TASK DETAILS: Should any entry look odd, write it out exactly anyway, along with all the rest.

DATA SHOWN:

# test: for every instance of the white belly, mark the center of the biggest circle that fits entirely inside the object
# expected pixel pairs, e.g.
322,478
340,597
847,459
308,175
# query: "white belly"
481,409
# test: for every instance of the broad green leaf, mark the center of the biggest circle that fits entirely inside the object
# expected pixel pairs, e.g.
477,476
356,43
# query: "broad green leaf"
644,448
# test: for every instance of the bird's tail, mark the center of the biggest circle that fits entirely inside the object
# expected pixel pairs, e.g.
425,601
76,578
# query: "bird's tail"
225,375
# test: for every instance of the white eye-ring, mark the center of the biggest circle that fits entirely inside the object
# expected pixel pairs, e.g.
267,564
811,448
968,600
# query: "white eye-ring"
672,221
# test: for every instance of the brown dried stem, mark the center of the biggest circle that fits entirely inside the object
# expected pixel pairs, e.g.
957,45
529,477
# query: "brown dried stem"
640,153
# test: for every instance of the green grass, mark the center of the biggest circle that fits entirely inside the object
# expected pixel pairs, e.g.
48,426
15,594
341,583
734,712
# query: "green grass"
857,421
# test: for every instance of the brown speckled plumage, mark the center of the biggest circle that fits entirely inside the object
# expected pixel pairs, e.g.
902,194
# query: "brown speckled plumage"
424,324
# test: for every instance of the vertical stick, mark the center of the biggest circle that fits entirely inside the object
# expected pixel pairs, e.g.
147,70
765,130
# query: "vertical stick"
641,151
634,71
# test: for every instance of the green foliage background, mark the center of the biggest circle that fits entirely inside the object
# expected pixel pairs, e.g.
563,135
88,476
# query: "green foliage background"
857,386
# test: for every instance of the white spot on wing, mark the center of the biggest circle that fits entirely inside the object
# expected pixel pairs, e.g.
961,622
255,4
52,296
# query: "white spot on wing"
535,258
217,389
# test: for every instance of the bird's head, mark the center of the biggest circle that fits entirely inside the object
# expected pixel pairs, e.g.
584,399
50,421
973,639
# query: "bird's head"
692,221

TASK OUTPUT:
# test: for every instance of the white belly, mark the center of the biggest circle that fits entirely inside the object
# expected pixel pairs, e.g.
322,478
340,597
847,459
308,175
# query: "white belly"
481,409
# test: for every instance of the broad green leaf, mark the center of the biggest circle that fits entirely inside the object
# expected pixel pairs, e.g.
477,476
356,43
# query: "broad green leaf"
644,448
# test: for every instance of the bird's tail, mark the center of the biggest circle that fits entirely inside the object
# expected pixel pairs, e.g.
425,601
76,578
# query: "bird's tail"
225,375
# test: for every instance of the white eye-ring, mark the center of the biggest circle that fits entirely inside the object
# expected pixel pairs, e.g.
267,564
811,448
968,600
# query: "white eye-ring"
672,221
# test: for every instance of the brown dried stem, mark the center of the biggest circle that fits entirely inside the object
# expected pixel pairs, e.g.
957,45
529,477
# query: "brown dried stem"
640,153
# test: for every instance of the green grass, mark the center of the biggest circle that fits entirely inside the object
# expected pixel pairs, e.g.
48,426
15,594
341,583
734,712
# query: "green grass"
857,421
# test: for every instance of the brown speckled plumage, mark the center of the biggest circle that fits entirely inside the object
# expected pixel pairs, e.g.
902,194
# query: "brown speckled plumage"
424,324
# test: for every instance of the vertical stick, mark the center of the biggest circle that fits entirely inside the object
# expected pixel pairs, e.g.
147,70
765,130
# query: "vertical stick"
641,151
634,71
# test: for every instance of the green foliage background, mark the center of the biggest circle that fits entirely inside the object
# expected pixel pairs, e.g.
563,135
88,476
# query: "green foliage background"
857,386
# test: for every instance of the white spot on wing, mark the center of the biggest circle that fits entirely inside the object
# expected pixel pairs, e.g.
961,622
255,4
52,296
# query: "white spot on wing"
535,258
217,389
# test: for every instance of the bird's head, mark the center of the biggest circle that fits entirely inside the object
# expected pixel pairs, e.g.
584,399
50,421
973,639
# query: "bird's head"
692,221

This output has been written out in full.